**PAGE TEXT**:
■ ■ ■ ■ ■ ■ ■

Along with poorer-cousin, boilerplate funk jams like "Fill It Up," "If I Get Drunk," "Blues & BBQ" with Denise LaSalle and "Cutting Up" with O.B. Buchana, big-production anthems like "Good Lovin' Will Make You Cry (Remix)" have etched the peaks of Bigg Robb's career. "Good Loving" was followed by Robb's remix of the Klass Band Brotherhood's "Sugar Shack" (feat. Mz. Jackson), and its subsequently even-longer remix. Then came "Let's Straighten It Out," in which Robb took on the big man himself with a successful update and remix of Latimore's classic. "I Did My Time,"Robb's reworking of the Geto Boys' "Mind Playing Tricks On Me," is only the most recent in this distinguished lineage.

"This song is dedicated," Bigg Robb intones, "to all my brother and sisters who've been through the incarceration process. Also, to their families, 'cause nobody does their time by theyself. There's a lot of mothers and fathers and loved ones shedding tears...listening to their loved ones. To those that been locked up, freedom is in your mind, because it's not what people say about you, it's what they can get you to believe."

■ ■ ■ ■ ■ ■ ■

**ENTRIES PROVIDED**:
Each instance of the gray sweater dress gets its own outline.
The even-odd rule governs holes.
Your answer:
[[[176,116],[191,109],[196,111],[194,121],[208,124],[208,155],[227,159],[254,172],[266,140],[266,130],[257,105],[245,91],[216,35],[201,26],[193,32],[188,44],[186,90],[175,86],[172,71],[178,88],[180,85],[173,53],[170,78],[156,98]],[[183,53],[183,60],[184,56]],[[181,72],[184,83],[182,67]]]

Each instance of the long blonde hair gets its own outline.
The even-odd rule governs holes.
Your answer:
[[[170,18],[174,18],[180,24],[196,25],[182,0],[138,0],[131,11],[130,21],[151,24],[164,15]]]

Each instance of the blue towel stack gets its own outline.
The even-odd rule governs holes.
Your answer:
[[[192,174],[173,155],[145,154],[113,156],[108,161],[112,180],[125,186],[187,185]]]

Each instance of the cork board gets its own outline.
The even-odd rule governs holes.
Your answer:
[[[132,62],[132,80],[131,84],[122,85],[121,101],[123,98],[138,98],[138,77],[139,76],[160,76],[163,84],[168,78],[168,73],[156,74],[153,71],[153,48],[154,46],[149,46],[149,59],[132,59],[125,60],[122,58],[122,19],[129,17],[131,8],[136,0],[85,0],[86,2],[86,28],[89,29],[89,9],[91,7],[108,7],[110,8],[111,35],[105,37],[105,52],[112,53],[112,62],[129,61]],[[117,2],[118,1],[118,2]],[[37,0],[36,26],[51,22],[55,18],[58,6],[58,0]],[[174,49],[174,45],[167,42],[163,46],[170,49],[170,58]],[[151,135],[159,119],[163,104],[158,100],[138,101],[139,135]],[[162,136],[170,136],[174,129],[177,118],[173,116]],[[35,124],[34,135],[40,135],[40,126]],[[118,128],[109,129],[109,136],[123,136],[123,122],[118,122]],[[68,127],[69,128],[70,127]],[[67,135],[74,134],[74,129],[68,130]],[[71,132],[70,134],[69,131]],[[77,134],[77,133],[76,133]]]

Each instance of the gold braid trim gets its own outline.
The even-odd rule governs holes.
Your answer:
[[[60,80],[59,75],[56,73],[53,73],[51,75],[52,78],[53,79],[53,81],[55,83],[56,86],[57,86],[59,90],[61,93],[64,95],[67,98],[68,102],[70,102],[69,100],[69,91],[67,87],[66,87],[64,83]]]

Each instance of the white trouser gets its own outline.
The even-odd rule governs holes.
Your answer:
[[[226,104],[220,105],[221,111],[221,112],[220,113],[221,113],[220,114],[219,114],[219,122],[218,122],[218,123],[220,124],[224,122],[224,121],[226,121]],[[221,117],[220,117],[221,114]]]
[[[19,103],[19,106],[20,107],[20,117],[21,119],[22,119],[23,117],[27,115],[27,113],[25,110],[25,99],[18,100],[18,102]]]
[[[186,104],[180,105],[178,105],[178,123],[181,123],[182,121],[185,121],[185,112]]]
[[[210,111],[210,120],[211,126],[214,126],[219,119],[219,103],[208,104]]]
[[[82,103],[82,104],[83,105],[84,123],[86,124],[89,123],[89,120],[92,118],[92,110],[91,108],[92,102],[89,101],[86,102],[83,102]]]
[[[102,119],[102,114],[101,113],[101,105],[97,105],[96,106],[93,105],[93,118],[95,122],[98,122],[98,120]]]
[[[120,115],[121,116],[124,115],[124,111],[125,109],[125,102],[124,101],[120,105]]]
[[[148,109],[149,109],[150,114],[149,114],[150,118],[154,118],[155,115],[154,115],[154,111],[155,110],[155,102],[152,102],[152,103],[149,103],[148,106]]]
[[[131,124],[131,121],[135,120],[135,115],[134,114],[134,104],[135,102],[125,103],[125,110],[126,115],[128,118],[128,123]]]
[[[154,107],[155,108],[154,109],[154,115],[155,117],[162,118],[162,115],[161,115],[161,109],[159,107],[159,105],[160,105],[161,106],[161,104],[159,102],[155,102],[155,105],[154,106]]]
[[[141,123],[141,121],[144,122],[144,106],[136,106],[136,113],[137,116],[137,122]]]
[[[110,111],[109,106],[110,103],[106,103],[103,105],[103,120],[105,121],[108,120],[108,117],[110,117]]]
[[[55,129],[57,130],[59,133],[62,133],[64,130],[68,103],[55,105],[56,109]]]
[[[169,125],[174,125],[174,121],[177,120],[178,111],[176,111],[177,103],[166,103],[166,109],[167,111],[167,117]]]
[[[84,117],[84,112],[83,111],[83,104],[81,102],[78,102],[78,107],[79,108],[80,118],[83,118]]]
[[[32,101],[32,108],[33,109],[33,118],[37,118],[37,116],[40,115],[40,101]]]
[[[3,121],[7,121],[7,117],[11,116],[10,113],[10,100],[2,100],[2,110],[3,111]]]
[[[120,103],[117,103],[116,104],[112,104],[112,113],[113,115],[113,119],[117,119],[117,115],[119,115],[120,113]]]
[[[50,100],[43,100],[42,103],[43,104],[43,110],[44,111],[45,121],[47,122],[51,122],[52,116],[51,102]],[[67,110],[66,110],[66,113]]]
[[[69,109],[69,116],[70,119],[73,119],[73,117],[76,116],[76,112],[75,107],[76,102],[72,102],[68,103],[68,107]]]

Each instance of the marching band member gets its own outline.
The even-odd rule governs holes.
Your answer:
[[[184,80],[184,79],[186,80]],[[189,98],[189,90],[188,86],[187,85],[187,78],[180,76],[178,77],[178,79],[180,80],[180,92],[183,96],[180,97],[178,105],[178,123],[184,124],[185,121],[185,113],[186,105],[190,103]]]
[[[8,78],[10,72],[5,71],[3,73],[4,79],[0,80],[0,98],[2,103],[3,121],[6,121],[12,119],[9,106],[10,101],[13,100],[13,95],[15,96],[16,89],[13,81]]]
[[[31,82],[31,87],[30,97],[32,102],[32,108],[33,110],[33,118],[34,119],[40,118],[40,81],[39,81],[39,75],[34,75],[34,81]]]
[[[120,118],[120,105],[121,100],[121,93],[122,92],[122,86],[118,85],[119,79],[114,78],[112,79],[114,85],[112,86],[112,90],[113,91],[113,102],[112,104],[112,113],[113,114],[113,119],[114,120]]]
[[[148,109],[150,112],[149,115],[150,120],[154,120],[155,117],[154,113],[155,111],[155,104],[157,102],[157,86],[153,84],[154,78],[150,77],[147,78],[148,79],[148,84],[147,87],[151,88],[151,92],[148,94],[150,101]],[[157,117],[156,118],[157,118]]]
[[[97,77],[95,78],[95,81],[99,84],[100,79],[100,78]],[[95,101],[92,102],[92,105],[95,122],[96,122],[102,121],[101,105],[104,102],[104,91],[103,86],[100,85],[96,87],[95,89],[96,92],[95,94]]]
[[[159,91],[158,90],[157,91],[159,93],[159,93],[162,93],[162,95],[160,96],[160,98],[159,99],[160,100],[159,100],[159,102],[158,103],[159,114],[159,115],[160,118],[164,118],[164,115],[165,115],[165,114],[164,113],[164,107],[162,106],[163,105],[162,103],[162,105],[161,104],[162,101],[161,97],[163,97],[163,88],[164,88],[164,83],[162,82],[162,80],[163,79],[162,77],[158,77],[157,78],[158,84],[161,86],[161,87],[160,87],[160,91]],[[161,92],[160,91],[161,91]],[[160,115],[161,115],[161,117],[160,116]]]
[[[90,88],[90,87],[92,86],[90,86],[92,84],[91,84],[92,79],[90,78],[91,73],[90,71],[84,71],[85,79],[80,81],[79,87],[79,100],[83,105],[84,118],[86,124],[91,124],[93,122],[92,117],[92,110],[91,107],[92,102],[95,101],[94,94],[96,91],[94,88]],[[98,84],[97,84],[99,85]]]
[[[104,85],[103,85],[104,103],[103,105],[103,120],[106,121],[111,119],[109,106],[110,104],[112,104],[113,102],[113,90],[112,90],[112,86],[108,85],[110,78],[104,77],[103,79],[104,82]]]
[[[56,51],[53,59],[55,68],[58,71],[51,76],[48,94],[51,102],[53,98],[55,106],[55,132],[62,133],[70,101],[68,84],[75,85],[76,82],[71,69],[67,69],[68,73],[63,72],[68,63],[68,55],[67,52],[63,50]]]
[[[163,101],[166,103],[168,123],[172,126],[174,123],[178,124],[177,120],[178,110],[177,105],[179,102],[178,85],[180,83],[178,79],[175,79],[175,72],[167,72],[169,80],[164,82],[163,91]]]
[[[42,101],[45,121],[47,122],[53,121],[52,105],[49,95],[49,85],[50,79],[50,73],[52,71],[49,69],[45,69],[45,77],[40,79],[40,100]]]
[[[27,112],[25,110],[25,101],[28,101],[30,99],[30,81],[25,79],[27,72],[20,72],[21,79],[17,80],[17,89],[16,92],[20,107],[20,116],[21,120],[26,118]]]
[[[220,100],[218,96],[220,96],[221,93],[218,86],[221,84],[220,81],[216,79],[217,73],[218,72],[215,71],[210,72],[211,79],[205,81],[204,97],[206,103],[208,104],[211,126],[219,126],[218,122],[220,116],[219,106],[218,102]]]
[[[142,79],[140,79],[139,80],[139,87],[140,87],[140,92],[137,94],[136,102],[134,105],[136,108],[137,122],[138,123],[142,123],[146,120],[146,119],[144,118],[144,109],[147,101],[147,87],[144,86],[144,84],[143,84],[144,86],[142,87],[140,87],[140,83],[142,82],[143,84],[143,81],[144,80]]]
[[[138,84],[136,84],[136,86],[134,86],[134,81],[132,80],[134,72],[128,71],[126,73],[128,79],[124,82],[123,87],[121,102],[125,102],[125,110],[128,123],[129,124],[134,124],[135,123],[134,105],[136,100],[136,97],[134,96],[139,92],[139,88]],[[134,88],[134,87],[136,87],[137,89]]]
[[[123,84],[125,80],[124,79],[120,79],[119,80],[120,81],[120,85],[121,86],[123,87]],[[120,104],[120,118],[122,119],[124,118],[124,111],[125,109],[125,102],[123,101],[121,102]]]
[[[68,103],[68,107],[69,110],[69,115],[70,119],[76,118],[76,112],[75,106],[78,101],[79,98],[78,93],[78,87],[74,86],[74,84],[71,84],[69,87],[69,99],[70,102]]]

■ ■ ■ ■ ■ ■ ■

**TO BE DONE**: In the text about Bigg Robb's career, which song did he rework to create "I Did My Time"?

**THE SOLUTION**: The Geto Boys' "Mind Playing Tricks On Me."